(Rows from a data collection)
# # # # #
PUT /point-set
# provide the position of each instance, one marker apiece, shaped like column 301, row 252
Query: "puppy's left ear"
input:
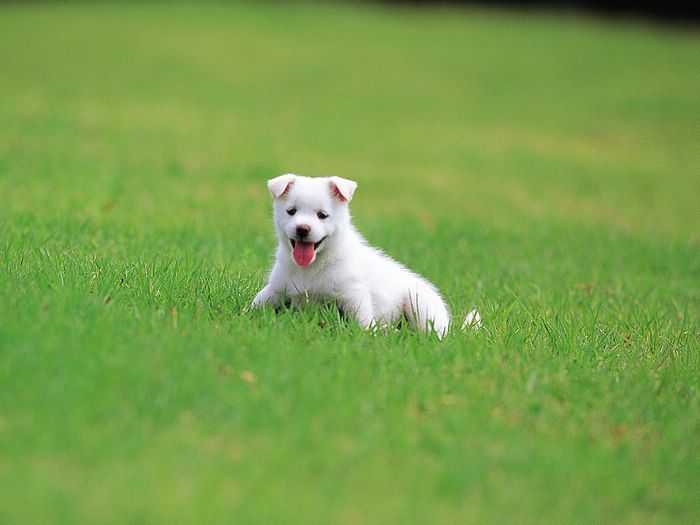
column 281, row 185
column 342, row 188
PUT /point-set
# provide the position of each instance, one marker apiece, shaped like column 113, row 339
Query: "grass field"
column 544, row 168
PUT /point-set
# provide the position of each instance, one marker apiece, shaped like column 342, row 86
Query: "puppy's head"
column 310, row 212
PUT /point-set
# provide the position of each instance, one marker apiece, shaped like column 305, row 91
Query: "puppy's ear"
column 342, row 188
column 281, row 185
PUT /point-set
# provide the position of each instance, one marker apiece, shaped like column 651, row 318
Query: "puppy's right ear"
column 279, row 186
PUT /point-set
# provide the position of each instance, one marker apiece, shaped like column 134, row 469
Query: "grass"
column 541, row 167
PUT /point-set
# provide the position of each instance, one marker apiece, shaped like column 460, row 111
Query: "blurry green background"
column 543, row 167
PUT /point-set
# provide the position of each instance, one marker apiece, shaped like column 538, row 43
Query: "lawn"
column 542, row 167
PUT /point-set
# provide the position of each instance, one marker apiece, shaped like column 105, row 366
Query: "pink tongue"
column 303, row 253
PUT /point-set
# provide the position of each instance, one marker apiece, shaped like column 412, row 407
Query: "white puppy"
column 321, row 256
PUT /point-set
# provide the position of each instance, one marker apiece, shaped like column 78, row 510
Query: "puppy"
column 321, row 256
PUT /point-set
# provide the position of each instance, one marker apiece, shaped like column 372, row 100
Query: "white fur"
column 363, row 281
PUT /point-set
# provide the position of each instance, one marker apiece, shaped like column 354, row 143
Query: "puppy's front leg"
column 268, row 295
column 359, row 302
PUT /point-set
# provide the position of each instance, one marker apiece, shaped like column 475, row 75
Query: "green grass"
column 541, row 167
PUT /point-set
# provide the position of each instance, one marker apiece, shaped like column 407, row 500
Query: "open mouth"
column 304, row 252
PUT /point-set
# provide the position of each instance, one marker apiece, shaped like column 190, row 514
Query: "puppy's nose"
column 303, row 230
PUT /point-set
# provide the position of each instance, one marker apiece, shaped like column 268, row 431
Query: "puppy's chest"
column 315, row 285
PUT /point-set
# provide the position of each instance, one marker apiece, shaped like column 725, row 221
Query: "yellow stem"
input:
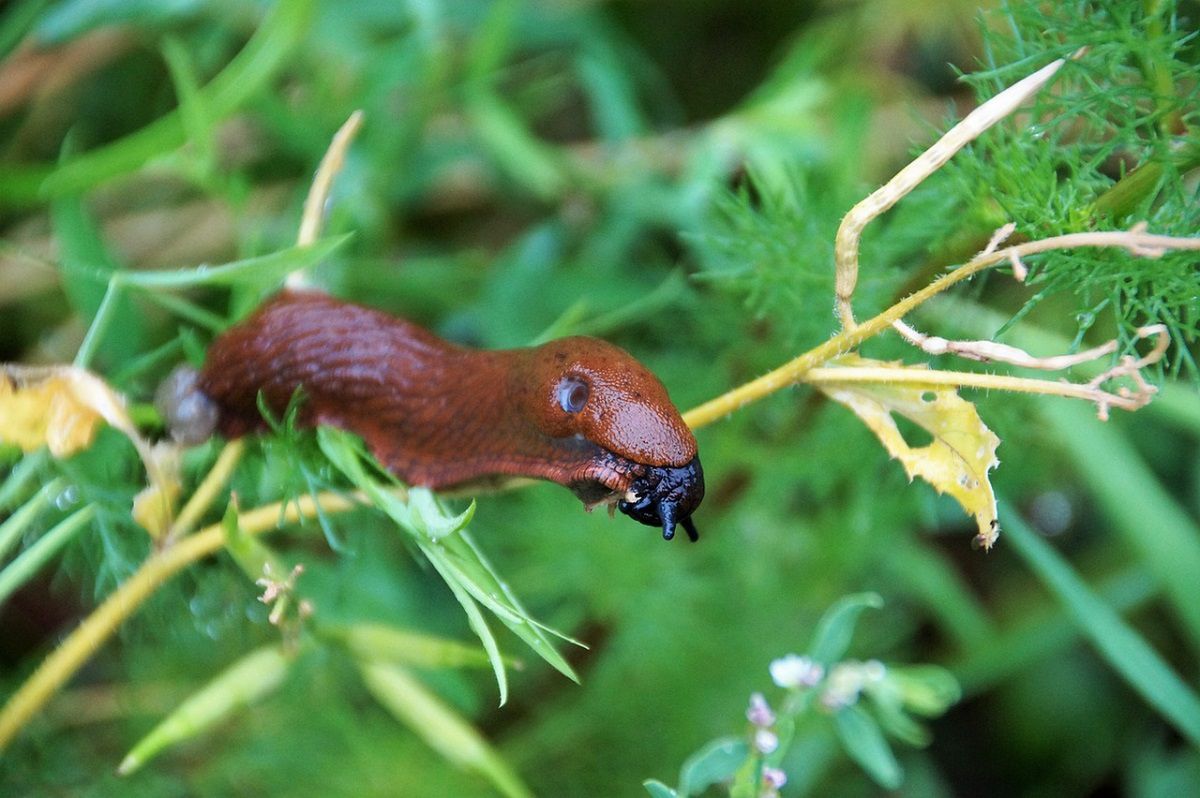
column 209, row 489
column 845, row 341
column 791, row 372
column 964, row 379
column 100, row 625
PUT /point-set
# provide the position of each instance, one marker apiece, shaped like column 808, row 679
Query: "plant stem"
column 207, row 492
column 847, row 340
column 160, row 567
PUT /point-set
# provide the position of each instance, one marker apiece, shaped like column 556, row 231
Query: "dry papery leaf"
column 963, row 449
column 61, row 407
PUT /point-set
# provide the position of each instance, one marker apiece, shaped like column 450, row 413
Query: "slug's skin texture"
column 579, row 412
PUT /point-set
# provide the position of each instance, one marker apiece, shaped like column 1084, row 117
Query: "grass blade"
column 1123, row 648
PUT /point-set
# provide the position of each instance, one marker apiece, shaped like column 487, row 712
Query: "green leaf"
column 264, row 269
column 1123, row 648
column 16, row 525
column 837, row 627
column 407, row 647
column 455, row 557
column 659, row 790
column 85, row 264
column 73, row 18
column 715, row 762
column 240, row 684
column 864, row 742
column 30, row 561
column 429, row 515
column 444, row 730
column 1150, row 521
column 251, row 70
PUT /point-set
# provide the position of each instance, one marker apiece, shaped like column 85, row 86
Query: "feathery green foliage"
column 669, row 177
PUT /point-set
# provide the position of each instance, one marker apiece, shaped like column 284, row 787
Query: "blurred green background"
column 667, row 175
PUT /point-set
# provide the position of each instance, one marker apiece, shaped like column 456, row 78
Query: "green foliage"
column 669, row 177
column 1115, row 145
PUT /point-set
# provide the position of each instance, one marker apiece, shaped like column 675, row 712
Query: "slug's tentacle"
column 187, row 413
column 579, row 412
column 664, row 497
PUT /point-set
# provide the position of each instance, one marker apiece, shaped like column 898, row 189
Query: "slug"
column 577, row 412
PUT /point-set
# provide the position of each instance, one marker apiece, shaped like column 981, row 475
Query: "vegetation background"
column 669, row 175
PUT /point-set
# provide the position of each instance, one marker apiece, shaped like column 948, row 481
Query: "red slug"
column 579, row 412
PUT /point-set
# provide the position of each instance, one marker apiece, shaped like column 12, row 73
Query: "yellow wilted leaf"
column 61, row 407
column 155, row 504
column 963, row 450
column 55, row 407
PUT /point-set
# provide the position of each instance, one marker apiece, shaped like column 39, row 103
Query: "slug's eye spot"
column 573, row 394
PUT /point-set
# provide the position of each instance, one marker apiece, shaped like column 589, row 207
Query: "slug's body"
column 577, row 412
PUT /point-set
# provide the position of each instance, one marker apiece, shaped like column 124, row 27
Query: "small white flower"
column 773, row 778
column 844, row 685
column 760, row 713
column 793, row 671
column 766, row 741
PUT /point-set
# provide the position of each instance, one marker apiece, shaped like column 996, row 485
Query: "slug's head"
column 597, row 397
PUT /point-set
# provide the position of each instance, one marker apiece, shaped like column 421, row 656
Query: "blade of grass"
# # # # #
[Task objective]:
Pull out every row above that contains the string "grass".

[Task result]:
Query: "grass field"
Query: "grass"
Query: "green grass"
Query: "grass blade"
Query: "blade of grass"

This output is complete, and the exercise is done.